- WRITTEN EXERCISE -
Copy exactly the run of lines that begins at the line with "In this exercise you will annotate the grass-covered" and ends at the final line of the entries.

▬▬▬

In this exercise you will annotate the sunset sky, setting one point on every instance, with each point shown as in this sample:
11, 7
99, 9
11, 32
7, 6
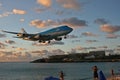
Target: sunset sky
95, 23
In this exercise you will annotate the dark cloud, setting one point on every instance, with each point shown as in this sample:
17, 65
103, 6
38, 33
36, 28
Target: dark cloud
101, 21
109, 28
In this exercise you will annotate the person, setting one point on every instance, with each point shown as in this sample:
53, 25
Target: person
95, 72
61, 75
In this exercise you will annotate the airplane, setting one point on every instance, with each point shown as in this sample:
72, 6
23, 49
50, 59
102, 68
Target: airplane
48, 35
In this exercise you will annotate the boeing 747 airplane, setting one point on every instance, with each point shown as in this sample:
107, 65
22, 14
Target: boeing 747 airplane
42, 37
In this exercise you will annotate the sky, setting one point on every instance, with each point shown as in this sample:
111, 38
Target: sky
95, 23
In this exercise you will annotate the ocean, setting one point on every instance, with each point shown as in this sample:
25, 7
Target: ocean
39, 71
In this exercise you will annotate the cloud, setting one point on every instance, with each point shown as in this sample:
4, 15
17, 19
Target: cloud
72, 22
2, 35
18, 11
109, 28
22, 20
2, 45
46, 53
39, 10
101, 21
91, 41
112, 36
10, 42
72, 36
46, 3
70, 4
84, 48
47, 44
89, 34
41, 24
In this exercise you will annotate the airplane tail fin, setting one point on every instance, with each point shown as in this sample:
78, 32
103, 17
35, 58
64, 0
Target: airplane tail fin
23, 31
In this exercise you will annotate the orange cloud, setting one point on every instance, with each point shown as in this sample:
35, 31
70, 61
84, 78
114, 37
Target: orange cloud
72, 22
109, 28
46, 3
71, 4
18, 11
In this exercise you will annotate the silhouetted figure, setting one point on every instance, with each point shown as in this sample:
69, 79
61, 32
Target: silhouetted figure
61, 75
95, 73
112, 72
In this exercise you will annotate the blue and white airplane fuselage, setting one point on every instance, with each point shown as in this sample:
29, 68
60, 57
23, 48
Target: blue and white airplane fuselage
54, 33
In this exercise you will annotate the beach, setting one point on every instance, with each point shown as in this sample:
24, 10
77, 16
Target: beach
39, 71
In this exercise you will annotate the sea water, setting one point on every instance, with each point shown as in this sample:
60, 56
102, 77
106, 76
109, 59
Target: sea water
39, 71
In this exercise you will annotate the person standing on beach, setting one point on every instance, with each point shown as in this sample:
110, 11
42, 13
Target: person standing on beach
95, 72
61, 75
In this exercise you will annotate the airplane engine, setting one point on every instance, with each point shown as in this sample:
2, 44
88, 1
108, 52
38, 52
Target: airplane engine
21, 35
58, 39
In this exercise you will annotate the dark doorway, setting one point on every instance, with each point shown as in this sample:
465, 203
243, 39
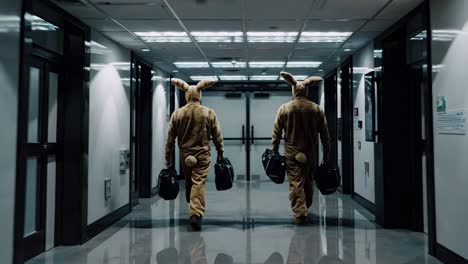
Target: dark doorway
418, 145
40, 151
347, 116
141, 129
394, 188
331, 109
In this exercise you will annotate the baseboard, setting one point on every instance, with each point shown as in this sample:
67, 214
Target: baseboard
154, 191
364, 203
105, 222
448, 256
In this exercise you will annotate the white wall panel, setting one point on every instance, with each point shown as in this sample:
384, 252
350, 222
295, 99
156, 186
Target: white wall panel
109, 126
450, 151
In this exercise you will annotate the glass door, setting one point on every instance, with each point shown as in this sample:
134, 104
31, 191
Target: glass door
263, 110
41, 156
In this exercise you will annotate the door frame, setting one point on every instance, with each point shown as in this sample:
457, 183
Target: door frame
143, 129
72, 133
347, 127
332, 108
248, 89
44, 61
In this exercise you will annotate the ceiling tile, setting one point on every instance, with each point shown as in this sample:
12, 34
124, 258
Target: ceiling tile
339, 26
218, 9
137, 11
377, 25
339, 9
273, 25
102, 24
79, 10
398, 8
213, 25
145, 25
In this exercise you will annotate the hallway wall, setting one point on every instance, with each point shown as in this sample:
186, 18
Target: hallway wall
363, 62
109, 125
10, 11
161, 112
449, 22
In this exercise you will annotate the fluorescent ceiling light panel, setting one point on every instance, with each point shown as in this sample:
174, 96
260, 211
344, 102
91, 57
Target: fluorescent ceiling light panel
221, 36
303, 64
203, 77
271, 37
164, 36
264, 77
317, 36
234, 77
192, 64
225, 64
266, 64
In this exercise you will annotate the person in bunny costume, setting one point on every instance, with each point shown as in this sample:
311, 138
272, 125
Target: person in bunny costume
193, 125
301, 120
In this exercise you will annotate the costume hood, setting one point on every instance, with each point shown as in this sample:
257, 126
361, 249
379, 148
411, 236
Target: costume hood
193, 92
299, 88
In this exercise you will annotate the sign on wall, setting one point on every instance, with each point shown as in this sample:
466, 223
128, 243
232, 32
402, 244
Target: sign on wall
451, 122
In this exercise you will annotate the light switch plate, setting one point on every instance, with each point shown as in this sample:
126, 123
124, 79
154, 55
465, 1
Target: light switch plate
107, 189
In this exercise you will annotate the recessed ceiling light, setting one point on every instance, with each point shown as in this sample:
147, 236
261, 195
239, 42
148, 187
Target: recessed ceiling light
225, 64
303, 64
191, 64
300, 77
266, 64
263, 77
233, 77
203, 77
259, 36
317, 36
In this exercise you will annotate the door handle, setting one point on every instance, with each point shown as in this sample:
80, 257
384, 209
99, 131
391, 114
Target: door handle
243, 134
252, 132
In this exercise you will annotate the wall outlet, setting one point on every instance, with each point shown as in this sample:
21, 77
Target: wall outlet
107, 189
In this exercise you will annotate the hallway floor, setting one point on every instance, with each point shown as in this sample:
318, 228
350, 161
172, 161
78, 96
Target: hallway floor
252, 223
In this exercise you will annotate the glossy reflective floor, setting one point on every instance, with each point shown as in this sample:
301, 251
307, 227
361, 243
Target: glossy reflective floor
251, 223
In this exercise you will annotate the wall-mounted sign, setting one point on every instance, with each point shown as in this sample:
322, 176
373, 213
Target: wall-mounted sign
441, 104
451, 122
356, 118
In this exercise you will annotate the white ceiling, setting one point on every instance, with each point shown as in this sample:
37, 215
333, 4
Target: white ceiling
365, 18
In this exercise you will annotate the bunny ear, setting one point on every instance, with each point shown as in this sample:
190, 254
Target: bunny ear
288, 78
315, 80
180, 84
202, 85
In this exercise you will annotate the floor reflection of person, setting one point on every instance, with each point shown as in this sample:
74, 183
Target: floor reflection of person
192, 249
307, 246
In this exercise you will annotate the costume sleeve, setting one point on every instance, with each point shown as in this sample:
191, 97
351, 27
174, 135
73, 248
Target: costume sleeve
324, 135
216, 134
277, 130
171, 137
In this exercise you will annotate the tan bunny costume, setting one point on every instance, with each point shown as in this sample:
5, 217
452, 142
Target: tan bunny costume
193, 125
302, 120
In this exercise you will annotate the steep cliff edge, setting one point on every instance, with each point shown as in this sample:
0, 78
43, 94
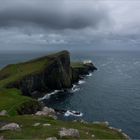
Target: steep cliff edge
44, 74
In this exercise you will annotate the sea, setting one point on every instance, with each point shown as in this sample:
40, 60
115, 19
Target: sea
112, 93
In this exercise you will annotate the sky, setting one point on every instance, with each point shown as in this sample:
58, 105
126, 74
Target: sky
69, 24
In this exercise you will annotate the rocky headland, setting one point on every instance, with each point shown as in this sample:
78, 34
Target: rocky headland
23, 83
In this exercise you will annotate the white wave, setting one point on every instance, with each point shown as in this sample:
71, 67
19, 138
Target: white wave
47, 96
74, 88
81, 82
89, 75
73, 113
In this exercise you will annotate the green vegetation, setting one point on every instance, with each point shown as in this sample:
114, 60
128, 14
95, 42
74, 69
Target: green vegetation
12, 100
77, 65
28, 131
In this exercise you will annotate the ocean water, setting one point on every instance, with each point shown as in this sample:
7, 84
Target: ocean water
112, 93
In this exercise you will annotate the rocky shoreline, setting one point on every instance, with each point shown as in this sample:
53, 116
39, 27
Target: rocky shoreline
24, 83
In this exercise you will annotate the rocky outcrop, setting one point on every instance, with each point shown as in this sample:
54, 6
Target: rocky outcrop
29, 107
74, 133
3, 113
11, 126
79, 71
57, 74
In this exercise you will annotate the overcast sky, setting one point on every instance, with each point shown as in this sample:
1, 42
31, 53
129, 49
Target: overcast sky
96, 24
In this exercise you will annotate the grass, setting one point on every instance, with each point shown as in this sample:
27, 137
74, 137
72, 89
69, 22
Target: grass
28, 131
77, 65
11, 100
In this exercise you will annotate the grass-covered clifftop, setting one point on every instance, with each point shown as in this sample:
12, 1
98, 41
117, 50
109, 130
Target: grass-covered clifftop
28, 131
20, 82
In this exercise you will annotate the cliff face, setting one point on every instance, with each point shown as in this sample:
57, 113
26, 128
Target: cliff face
46, 74
56, 74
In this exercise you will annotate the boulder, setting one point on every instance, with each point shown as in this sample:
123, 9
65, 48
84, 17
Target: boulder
3, 113
11, 126
69, 133
52, 138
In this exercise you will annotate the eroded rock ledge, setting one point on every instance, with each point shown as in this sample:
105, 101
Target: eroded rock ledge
52, 72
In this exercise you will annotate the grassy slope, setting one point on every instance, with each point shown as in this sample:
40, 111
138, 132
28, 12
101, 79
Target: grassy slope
28, 131
11, 99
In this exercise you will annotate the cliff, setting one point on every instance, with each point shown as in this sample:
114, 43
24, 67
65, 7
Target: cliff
32, 78
44, 74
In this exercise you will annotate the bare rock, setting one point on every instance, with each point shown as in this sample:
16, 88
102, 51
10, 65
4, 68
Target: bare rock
3, 113
11, 126
36, 124
46, 111
49, 111
1, 138
46, 124
52, 138
69, 133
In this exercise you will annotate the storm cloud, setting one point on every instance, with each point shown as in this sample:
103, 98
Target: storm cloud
61, 14
99, 24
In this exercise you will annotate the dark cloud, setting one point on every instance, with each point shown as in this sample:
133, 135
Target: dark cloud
52, 14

▬▬▬

- OUTPUT BELOW -
In this exercise you will annotate the grass-covered clifftop, setting one point on every instance, with each point shown as in this sample:
12, 1
98, 41
117, 50
109, 130
Target: grass-covered clifftop
28, 131
20, 82
In this exercise you will annotate the cliff face, setting one point on every instance, with each point shown as in this sample:
57, 113
26, 128
Target: cliff face
46, 74
56, 74
In this exercise you will annotate the boulder, setting one point on every instance, with each point shown as in this sample:
123, 9
65, 48
84, 17
Target: boulder
3, 113
11, 126
69, 133
52, 138
In this exercise you will annotate the eroded rock ledge, setting one point on every instance, with each point shown as in this sample:
105, 101
Target: eroded rock ledge
52, 72
In this exercise you will annotate the grassy slope, setting one point on every instance, with each point shown as in this sample:
40, 111
138, 132
28, 12
101, 79
Target: grassy slope
28, 131
11, 99
In this exercise you will annotate the cliff, setting one point on every instance, with each point shown as in this sample:
114, 43
24, 67
65, 7
Target: cliff
32, 78
44, 74
In this exercise you will annotate the bare rock, setting one point on every instance, with each point shown as in this sample:
16, 88
102, 51
10, 65
4, 68
Target: bare rock
3, 113
11, 126
36, 124
46, 111
49, 111
1, 138
46, 124
52, 138
69, 133
In this exercise you will annotate the storm cloud, setting one point on every instance, with each point shown as in this sample:
103, 98
Target: storm cloud
61, 14
99, 24
In this exercise you will annotate the dark cloud, setting one point on every instance, with each point shown as in this sample:
133, 135
Target: dark cloud
52, 14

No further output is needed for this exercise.